PROMPT
Convert the whole listing below into a JSON list of strings, one string per line, with blank lines omitted and the pictures left out.

GIVEN ENTRIES
►

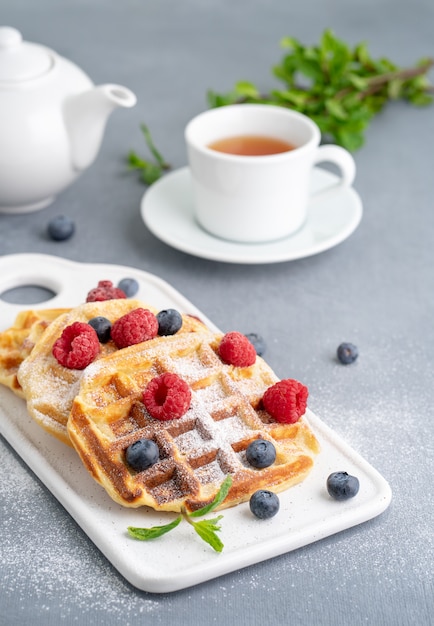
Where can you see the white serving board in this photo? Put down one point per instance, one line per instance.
(180, 558)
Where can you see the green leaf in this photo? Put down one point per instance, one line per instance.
(335, 108)
(145, 534)
(244, 88)
(155, 153)
(206, 529)
(220, 496)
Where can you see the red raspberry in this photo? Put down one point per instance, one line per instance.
(134, 327)
(237, 350)
(167, 397)
(286, 401)
(77, 346)
(104, 291)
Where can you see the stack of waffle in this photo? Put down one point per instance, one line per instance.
(100, 411)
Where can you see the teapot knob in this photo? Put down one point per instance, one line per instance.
(9, 37)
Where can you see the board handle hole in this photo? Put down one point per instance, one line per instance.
(27, 294)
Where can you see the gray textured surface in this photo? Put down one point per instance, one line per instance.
(376, 289)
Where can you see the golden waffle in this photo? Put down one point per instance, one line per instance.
(49, 388)
(197, 450)
(17, 342)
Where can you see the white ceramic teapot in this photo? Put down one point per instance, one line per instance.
(52, 121)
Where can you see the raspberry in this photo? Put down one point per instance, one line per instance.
(77, 346)
(134, 327)
(286, 401)
(237, 350)
(167, 397)
(104, 291)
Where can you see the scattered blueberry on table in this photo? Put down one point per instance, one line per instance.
(61, 228)
(347, 353)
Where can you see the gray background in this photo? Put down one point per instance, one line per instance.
(375, 289)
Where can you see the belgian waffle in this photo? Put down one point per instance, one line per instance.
(17, 342)
(48, 387)
(197, 450)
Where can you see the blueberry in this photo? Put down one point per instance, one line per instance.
(258, 342)
(169, 321)
(102, 327)
(142, 454)
(347, 353)
(264, 504)
(61, 228)
(342, 485)
(129, 286)
(261, 453)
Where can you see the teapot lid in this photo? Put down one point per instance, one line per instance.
(21, 60)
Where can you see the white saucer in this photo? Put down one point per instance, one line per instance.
(167, 210)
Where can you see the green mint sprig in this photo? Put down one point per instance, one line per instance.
(339, 87)
(206, 529)
(150, 171)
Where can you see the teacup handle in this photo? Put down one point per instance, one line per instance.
(343, 160)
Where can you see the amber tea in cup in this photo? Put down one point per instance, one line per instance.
(251, 145)
(255, 195)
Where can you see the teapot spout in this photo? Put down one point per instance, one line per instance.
(86, 115)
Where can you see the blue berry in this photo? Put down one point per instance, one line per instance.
(61, 228)
(264, 504)
(261, 453)
(342, 485)
(169, 321)
(129, 286)
(258, 343)
(347, 353)
(102, 327)
(142, 454)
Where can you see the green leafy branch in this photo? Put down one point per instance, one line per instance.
(339, 87)
(150, 171)
(206, 529)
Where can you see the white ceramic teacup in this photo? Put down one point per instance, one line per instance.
(257, 198)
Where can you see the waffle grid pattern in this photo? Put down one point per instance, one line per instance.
(198, 450)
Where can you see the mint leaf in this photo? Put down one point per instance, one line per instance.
(206, 529)
(221, 495)
(340, 87)
(145, 534)
(150, 171)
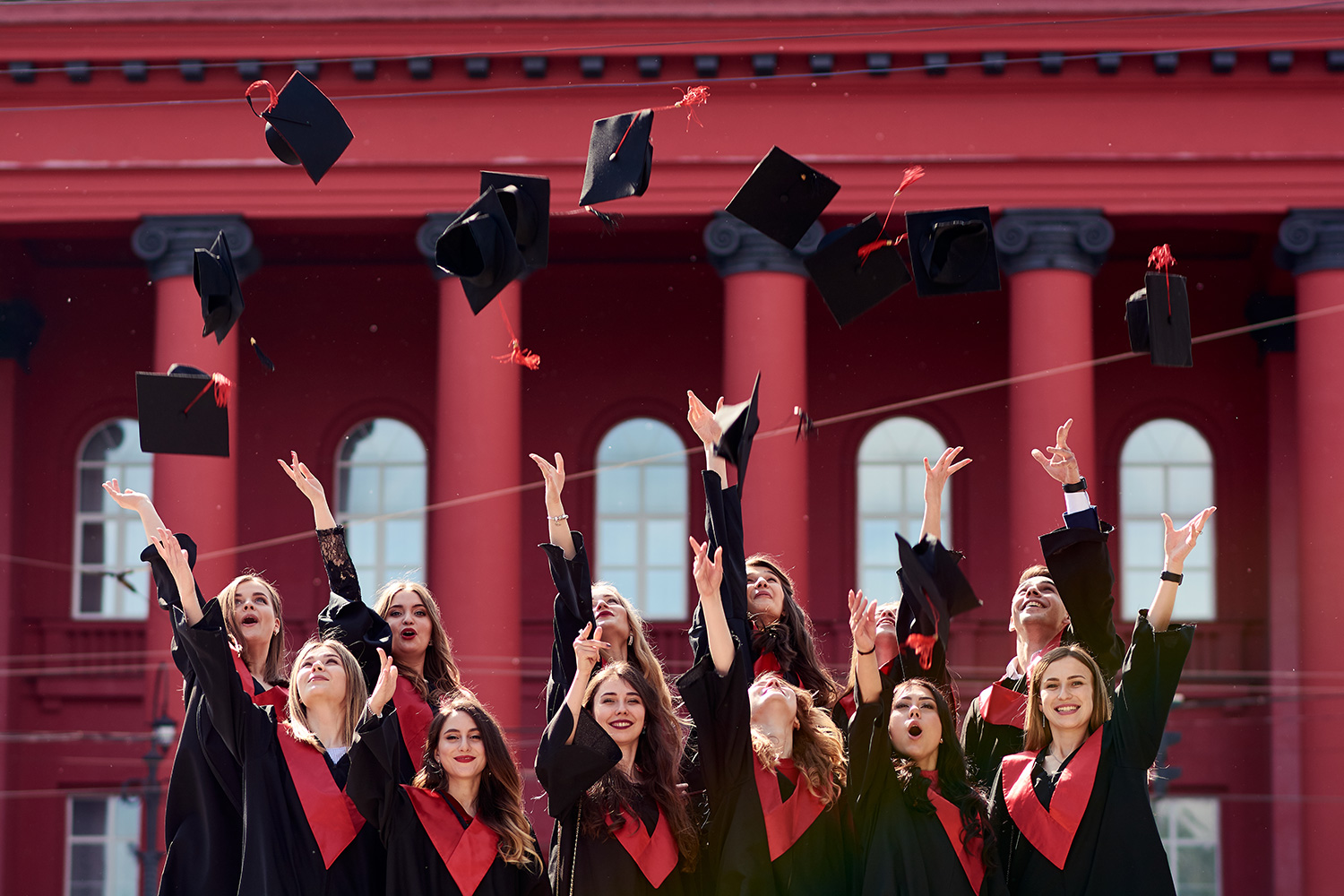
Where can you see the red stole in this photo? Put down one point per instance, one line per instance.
(276, 696)
(413, 715)
(331, 814)
(785, 821)
(951, 820)
(656, 853)
(1051, 831)
(467, 852)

◄

RESPONSE
[
  "Where can you see the white serving board in this photo? Put down one point per instance, one line per instance.",
  "(180, 558)",
  "Where can you see the green leaf in this photo? Put down one point per instance, one line per instance.",
  "(335, 108)",
  "(145, 534)",
  "(244, 88)",
  "(155, 153)",
  "(206, 529)",
  "(220, 496)",
  "Where can you see the red raspberry in this photo? Put down one point per instance, one line per instance.",
  "(134, 327)",
  "(237, 350)",
  "(167, 397)",
  "(286, 401)",
  "(77, 346)",
  "(104, 291)",
  "Where can you see the stack of waffle in this photo? Put down one point per instance, one line per instance.",
  "(100, 411)",
  "Where can you see the teapot knob in this photo? Put down one point per instance, one line per instance.",
  "(9, 37)",
  "Where can you see the board handle hole in this photo? Put down one point per instance, one line per instance.",
  "(27, 294)",
  "Where can you see the gray textured surface in this photo? Put down one point per instance, one line per instance.",
  "(376, 289)",
  "Where can you see the golden waffle in this photo? Put down one point per instance, one line per instance.",
  "(49, 388)",
  "(197, 450)",
  "(17, 342)",
  "Where can you see the white ceramic teapot in this photo? Put down one point per instance, one line per instance.",
  "(52, 121)",
  "Where can you see the raspberry in this photo? Put down one point per instance, one line per instance.",
  "(77, 346)",
  "(134, 327)",
  "(286, 401)",
  "(237, 350)",
  "(167, 397)",
  "(104, 291)",
  "Where can you see the scattered blueberry on table in this photo? Put down one point per instance, one line per instance.",
  "(61, 228)",
  "(347, 353)",
  "Where can you see the gray background in this photo? Put down one point per instance, one line per instance.",
  "(375, 289)",
  "Where can you see the belgian waffle in this photo? Put down one point per instance, one line per instance.",
  "(17, 342)",
  "(48, 387)",
  "(197, 450)",
  "Where can you see the blueberry in this photo? Put down one point per instance, one line per instance.",
  "(258, 342)",
  "(169, 321)",
  "(102, 327)",
  "(142, 454)",
  "(347, 353)",
  "(264, 504)",
  "(61, 228)",
  "(342, 485)",
  "(129, 286)",
  "(261, 453)",
  "Where can you see the teapot lid in this photo? Put down one point per instance, one line per instance.",
  "(21, 60)",
  "Where can you see the white saucer in this photo? Put down one point per instance, one line per instance.",
  "(167, 210)",
  "Where can you see the green mint sprig in this photo? Put down one point per instance, one line per instance.",
  "(339, 87)",
  "(206, 529)",
  "(150, 171)",
  "Where can you see the teacup handle in this photo? Put down one point per instance, one line per instance.",
  "(343, 160)",
  "Where can you see the amber tea in cup in this photo? Put down one point per instance, one line per instance.",
  "(251, 145)",
  "(255, 195)",
  "Where can you see the teapot spout in this photo? Put down one point per instance, one line per instance.",
  "(86, 115)",
  "Where can you see the blue berry in this photo? Put down one point per instance, one line per instance.",
  "(61, 228)",
  "(264, 504)",
  "(261, 453)",
  "(342, 485)",
  "(169, 321)",
  "(129, 286)",
  "(258, 343)",
  "(347, 353)",
  "(102, 327)",
  "(142, 454)",
  "Where can you see the green leafy branch in this photo? Put down one point per instance, one line per instance.",
  "(339, 87)",
  "(150, 171)",
  "(206, 529)",
  "Where can you see the white ceramic teacup in this photo? Put down one point per instance, one line per instance.",
  "(257, 198)",
  "Where can you see the waffle grid pattern in this photo? Put down one point per instance, one line per instance.",
  "(198, 450)",
  "Where can you see the mint leaf in this photo? Put down one point per instance, one line per instance.",
  "(206, 529)",
  "(221, 495)",
  "(340, 87)",
  "(145, 534)",
  "(150, 171)",
  "Where can you see the red stole in this photo? Put down one point per instance, one line per instance.",
  "(276, 696)",
  "(413, 715)",
  "(331, 814)",
  "(785, 821)",
  "(951, 820)",
  "(656, 853)",
  "(1051, 831)",
  "(467, 852)"
]